# What is asked:
Pick out each line of the records that contains the string "firefighter" and copy it in full. Only matches with the same capitalization count.

** Start Provided records **

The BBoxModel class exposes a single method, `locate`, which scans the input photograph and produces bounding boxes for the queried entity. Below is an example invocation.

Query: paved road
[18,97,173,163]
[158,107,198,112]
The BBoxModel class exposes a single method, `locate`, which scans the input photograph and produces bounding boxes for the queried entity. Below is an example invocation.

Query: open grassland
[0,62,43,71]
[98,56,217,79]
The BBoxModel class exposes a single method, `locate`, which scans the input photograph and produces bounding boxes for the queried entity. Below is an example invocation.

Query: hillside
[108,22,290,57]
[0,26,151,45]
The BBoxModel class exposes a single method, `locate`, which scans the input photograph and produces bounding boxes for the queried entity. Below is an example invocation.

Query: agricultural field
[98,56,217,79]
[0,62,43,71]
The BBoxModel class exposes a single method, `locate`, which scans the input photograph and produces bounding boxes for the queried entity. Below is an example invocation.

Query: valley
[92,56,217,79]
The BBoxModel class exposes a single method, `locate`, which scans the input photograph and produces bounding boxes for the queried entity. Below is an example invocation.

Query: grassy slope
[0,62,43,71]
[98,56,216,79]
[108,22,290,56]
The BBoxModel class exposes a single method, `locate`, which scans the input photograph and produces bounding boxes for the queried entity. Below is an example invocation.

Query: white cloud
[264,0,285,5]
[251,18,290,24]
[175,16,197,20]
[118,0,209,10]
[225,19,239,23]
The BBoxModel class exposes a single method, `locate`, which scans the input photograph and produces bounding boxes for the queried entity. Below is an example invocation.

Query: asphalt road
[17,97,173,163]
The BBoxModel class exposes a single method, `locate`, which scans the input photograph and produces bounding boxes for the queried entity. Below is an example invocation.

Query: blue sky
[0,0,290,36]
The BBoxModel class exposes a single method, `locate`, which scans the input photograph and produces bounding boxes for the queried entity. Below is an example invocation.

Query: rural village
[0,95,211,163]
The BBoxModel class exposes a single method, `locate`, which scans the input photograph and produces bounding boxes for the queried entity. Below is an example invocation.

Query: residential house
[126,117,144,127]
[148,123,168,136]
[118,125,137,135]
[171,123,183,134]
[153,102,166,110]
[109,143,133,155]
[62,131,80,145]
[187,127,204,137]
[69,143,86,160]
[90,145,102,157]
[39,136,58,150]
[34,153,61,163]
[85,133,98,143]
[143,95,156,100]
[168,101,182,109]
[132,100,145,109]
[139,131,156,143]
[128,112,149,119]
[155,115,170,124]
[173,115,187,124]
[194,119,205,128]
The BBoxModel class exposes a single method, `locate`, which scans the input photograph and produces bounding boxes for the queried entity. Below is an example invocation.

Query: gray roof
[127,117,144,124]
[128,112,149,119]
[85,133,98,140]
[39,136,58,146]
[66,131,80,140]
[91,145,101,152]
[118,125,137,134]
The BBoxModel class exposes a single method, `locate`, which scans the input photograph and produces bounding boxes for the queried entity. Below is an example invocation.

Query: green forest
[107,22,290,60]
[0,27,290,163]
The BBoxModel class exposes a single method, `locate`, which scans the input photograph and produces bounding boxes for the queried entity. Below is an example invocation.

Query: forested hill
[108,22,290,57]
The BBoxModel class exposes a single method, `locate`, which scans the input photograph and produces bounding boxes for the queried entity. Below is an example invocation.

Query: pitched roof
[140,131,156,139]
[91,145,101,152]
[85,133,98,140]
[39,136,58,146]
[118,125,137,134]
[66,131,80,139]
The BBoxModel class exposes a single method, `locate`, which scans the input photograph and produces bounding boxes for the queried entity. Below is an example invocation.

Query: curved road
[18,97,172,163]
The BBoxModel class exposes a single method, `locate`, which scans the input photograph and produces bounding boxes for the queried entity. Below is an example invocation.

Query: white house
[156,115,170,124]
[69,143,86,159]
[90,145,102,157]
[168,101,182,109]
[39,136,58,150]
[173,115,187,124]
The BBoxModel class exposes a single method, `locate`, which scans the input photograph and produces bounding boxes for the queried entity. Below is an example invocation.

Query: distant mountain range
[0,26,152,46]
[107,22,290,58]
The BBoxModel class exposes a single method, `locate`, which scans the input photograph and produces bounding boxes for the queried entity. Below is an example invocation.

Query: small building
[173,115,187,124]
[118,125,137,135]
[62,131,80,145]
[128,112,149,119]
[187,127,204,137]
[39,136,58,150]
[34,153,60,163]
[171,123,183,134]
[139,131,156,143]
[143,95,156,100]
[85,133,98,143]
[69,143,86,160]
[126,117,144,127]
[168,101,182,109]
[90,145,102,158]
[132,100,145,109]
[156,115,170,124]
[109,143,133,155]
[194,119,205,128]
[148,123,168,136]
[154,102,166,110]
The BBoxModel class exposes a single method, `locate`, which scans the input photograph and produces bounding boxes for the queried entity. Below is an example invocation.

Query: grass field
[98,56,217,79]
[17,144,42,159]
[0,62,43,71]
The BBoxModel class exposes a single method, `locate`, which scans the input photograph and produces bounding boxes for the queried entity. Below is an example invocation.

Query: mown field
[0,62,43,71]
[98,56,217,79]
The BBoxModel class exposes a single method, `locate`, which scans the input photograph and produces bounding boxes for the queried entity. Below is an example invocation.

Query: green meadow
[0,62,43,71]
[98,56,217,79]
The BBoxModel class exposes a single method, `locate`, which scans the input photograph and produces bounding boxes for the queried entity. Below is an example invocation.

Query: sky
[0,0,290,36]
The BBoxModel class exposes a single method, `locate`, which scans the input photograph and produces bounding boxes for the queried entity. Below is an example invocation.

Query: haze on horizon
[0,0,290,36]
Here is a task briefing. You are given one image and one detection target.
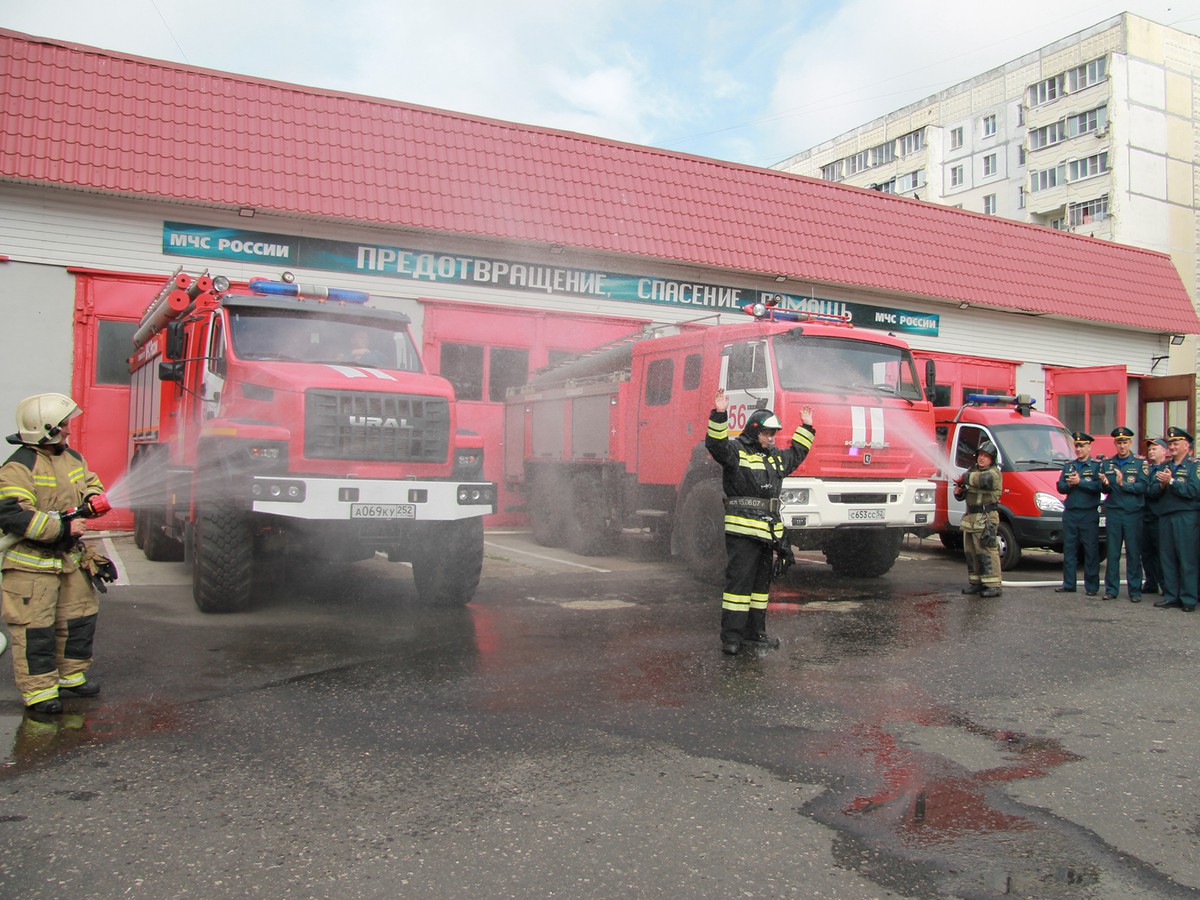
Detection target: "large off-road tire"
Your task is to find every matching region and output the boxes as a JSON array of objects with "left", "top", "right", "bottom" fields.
[
  {"left": 529, "top": 469, "right": 571, "bottom": 547},
  {"left": 996, "top": 520, "right": 1021, "bottom": 572},
  {"left": 676, "top": 479, "right": 726, "bottom": 584},
  {"left": 566, "top": 472, "right": 618, "bottom": 557},
  {"left": 140, "top": 510, "right": 184, "bottom": 563},
  {"left": 413, "top": 516, "right": 484, "bottom": 606},
  {"left": 824, "top": 528, "right": 904, "bottom": 578},
  {"left": 192, "top": 503, "right": 254, "bottom": 612}
]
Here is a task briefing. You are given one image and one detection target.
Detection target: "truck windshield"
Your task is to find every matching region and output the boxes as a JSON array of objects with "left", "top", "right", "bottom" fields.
[
  {"left": 229, "top": 308, "right": 421, "bottom": 372},
  {"left": 774, "top": 331, "right": 924, "bottom": 400},
  {"left": 991, "top": 422, "right": 1075, "bottom": 472}
]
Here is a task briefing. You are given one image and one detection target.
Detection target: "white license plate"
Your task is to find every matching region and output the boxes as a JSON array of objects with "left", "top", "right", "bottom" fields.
[{"left": 350, "top": 503, "right": 416, "bottom": 518}]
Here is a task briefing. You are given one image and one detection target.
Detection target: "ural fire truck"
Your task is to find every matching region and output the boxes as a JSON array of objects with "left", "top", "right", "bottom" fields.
[
  {"left": 932, "top": 394, "right": 1075, "bottom": 570},
  {"left": 128, "top": 271, "right": 496, "bottom": 612},
  {"left": 504, "top": 304, "right": 937, "bottom": 580}
]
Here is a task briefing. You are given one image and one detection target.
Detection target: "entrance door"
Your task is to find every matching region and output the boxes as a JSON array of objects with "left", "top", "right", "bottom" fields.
[
  {"left": 71, "top": 272, "right": 164, "bottom": 528},
  {"left": 1045, "top": 366, "right": 1129, "bottom": 456}
]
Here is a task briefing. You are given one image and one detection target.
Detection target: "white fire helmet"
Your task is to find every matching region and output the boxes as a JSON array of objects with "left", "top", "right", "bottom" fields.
[{"left": 17, "top": 394, "right": 83, "bottom": 445}]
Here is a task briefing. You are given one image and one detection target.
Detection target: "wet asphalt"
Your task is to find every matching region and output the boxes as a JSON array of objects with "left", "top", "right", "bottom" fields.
[{"left": 0, "top": 530, "right": 1200, "bottom": 898}]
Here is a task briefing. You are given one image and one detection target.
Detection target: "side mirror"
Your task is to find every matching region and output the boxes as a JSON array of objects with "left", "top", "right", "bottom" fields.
[
  {"left": 158, "top": 362, "right": 184, "bottom": 384},
  {"left": 167, "top": 322, "right": 187, "bottom": 362}
]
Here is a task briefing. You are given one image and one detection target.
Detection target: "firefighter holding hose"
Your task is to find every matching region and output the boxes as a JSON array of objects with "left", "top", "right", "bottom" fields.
[
  {"left": 0, "top": 394, "right": 116, "bottom": 714},
  {"left": 704, "top": 390, "right": 816, "bottom": 655}
]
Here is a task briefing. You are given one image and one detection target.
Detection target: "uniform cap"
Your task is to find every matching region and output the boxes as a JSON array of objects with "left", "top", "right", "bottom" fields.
[{"left": 1166, "top": 425, "right": 1192, "bottom": 444}]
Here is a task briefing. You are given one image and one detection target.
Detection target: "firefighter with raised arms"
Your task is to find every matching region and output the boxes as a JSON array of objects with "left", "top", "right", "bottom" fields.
[
  {"left": 0, "top": 394, "right": 116, "bottom": 713},
  {"left": 954, "top": 440, "right": 1003, "bottom": 598},
  {"left": 704, "top": 390, "right": 816, "bottom": 655}
]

** End Provided records **

# Complete answer:
Detection target: "firefighter holding hose"
Detection target: "firefighter with raised arms"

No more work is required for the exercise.